**Task:** Exactly reproduce the line that contains "TARGET: gravel ballast" and all lines after it in the entries below, through the very last line.
►
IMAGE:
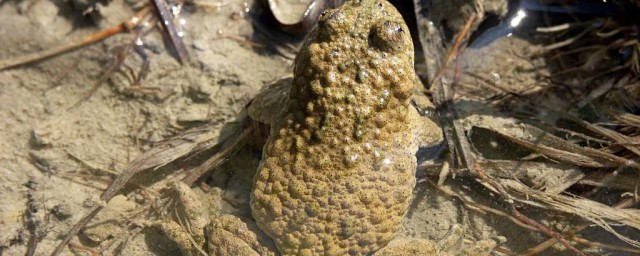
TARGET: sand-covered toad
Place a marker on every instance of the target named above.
(338, 169)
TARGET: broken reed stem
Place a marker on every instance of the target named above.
(89, 40)
(531, 222)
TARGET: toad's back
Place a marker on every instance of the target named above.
(338, 168)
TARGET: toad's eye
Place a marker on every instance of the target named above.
(331, 18)
(388, 36)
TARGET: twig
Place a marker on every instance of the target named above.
(89, 40)
(166, 20)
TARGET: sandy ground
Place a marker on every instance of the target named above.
(57, 159)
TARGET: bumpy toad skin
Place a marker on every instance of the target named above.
(338, 169)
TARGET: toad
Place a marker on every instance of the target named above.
(338, 168)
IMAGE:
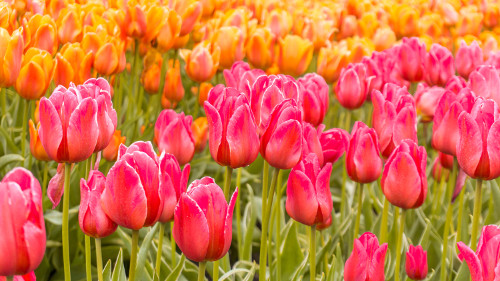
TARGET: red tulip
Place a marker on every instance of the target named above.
(363, 160)
(281, 141)
(366, 262)
(478, 147)
(69, 127)
(483, 263)
(93, 221)
(135, 191)
(175, 184)
(416, 263)
(233, 134)
(173, 134)
(404, 182)
(23, 228)
(309, 200)
(203, 221)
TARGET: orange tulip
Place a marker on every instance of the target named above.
(35, 75)
(294, 55)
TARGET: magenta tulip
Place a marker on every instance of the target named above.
(135, 191)
(173, 134)
(233, 134)
(366, 262)
(93, 221)
(23, 229)
(203, 221)
(363, 160)
(404, 182)
(69, 127)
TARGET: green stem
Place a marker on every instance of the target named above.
(133, 255)
(399, 244)
(160, 248)
(65, 238)
(98, 254)
(312, 253)
(476, 217)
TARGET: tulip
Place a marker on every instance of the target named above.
(352, 86)
(281, 141)
(367, 259)
(22, 224)
(69, 127)
(363, 160)
(234, 138)
(315, 98)
(416, 263)
(404, 182)
(483, 263)
(468, 58)
(93, 221)
(203, 221)
(173, 134)
(309, 200)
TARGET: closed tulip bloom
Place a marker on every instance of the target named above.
(234, 138)
(175, 184)
(203, 221)
(366, 262)
(91, 217)
(23, 228)
(478, 146)
(404, 182)
(363, 160)
(69, 127)
(309, 200)
(135, 191)
(416, 263)
(483, 264)
(352, 86)
(173, 134)
(315, 93)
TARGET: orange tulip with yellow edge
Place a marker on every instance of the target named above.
(202, 61)
(11, 52)
(35, 75)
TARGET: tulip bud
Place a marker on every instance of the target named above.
(23, 228)
(363, 160)
(416, 263)
(404, 182)
(203, 221)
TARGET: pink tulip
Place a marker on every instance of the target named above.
(233, 134)
(315, 98)
(353, 86)
(175, 184)
(309, 200)
(203, 221)
(468, 58)
(93, 221)
(411, 59)
(394, 117)
(23, 229)
(363, 160)
(404, 182)
(173, 134)
(281, 141)
(135, 191)
(478, 146)
(366, 262)
(100, 90)
(483, 264)
(445, 128)
(69, 127)
(416, 263)
(439, 65)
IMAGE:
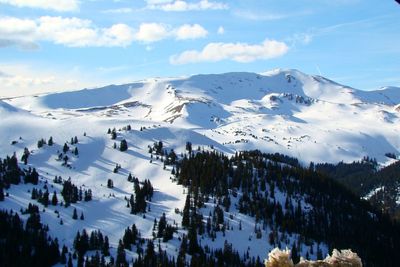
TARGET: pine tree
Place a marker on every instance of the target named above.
(123, 145)
(50, 142)
(110, 183)
(54, 199)
(1, 192)
(75, 215)
(65, 148)
(106, 247)
(121, 256)
(186, 212)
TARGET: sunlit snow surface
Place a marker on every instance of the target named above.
(286, 111)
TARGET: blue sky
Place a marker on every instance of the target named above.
(53, 45)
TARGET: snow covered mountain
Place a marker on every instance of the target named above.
(307, 117)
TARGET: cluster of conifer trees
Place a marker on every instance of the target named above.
(337, 217)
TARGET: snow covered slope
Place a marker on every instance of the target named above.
(286, 111)
(309, 117)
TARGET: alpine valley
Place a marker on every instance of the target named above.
(204, 170)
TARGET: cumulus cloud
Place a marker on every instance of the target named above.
(187, 31)
(153, 32)
(57, 5)
(75, 32)
(181, 5)
(239, 52)
(72, 32)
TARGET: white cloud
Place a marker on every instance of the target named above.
(239, 52)
(57, 5)
(73, 32)
(187, 31)
(181, 5)
(123, 10)
(268, 16)
(76, 32)
(153, 32)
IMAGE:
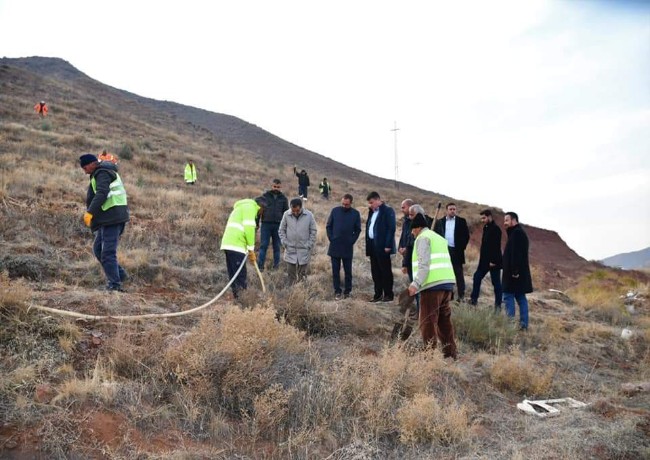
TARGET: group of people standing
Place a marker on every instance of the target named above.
(433, 258)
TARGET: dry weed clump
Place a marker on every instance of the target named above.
(482, 328)
(13, 294)
(423, 419)
(236, 356)
(510, 372)
(599, 294)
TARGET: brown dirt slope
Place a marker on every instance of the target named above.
(54, 79)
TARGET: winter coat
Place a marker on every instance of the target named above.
(298, 236)
(343, 230)
(303, 178)
(276, 205)
(491, 247)
(461, 234)
(384, 235)
(515, 262)
(407, 241)
(105, 173)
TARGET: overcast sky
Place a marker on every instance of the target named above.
(538, 107)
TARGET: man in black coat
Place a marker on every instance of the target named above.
(380, 245)
(490, 259)
(343, 230)
(517, 281)
(303, 182)
(456, 232)
(106, 214)
(277, 204)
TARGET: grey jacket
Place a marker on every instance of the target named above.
(298, 236)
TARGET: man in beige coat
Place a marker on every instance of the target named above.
(298, 236)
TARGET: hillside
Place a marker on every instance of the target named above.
(629, 260)
(225, 133)
(285, 373)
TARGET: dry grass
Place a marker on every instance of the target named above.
(292, 374)
(521, 375)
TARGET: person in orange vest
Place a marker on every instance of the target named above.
(41, 109)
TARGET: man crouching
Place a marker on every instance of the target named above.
(433, 278)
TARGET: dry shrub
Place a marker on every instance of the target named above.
(13, 294)
(510, 372)
(271, 410)
(100, 384)
(423, 419)
(366, 392)
(237, 356)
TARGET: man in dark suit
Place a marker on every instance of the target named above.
(380, 245)
(490, 259)
(454, 229)
(343, 230)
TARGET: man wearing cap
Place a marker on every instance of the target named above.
(106, 214)
(433, 279)
(298, 236)
(239, 239)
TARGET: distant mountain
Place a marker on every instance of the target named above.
(630, 260)
(91, 115)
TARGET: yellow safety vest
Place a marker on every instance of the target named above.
(440, 269)
(116, 194)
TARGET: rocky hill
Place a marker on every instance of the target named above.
(65, 88)
(286, 371)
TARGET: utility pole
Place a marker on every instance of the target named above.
(394, 130)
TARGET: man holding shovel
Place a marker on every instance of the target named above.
(433, 279)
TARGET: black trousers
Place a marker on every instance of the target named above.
(457, 258)
(233, 261)
(381, 268)
(336, 274)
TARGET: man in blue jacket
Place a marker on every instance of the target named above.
(106, 214)
(343, 230)
(380, 245)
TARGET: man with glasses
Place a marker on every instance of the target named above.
(455, 230)
(277, 204)
(343, 229)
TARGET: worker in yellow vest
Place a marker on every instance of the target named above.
(107, 213)
(238, 239)
(433, 279)
(190, 173)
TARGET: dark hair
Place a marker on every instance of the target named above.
(513, 215)
(296, 202)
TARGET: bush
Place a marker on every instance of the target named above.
(482, 328)
(521, 376)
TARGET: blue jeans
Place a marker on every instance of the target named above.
(105, 250)
(233, 260)
(495, 276)
(336, 274)
(509, 299)
(268, 232)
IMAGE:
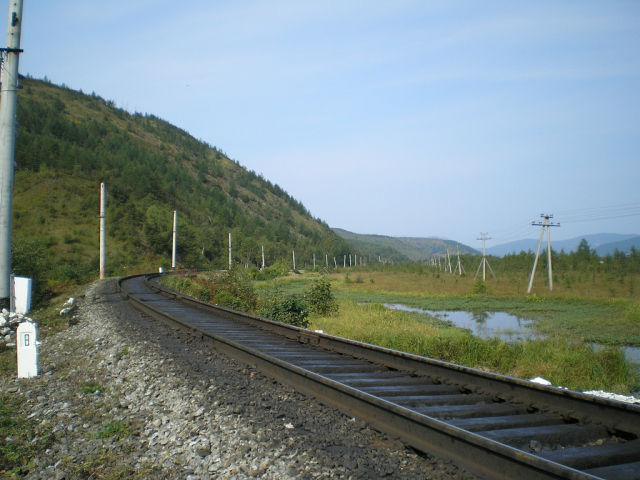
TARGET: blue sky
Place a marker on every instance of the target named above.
(404, 118)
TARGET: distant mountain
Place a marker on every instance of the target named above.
(601, 242)
(621, 246)
(401, 249)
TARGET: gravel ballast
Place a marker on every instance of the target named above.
(126, 397)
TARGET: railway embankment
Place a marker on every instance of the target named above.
(122, 397)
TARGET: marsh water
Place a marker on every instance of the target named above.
(502, 325)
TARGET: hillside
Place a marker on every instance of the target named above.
(603, 243)
(68, 142)
(401, 249)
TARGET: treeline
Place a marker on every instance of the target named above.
(584, 262)
(151, 168)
◄
**Correct answer:**
TARGET: gravel ballast
Place a marker on every instance of the target named above.
(126, 397)
TARGET: railway embankment
Place a marker on every instance of the target named above.
(122, 397)
TARGET: marsh water
Place a marker on every instance of the target named above.
(502, 325)
TARGET: hillside
Place a marker on every instance of the target named above.
(603, 243)
(68, 142)
(401, 249)
TARGET: treeline
Place a marker on every instance of the target named above.
(584, 262)
(151, 168)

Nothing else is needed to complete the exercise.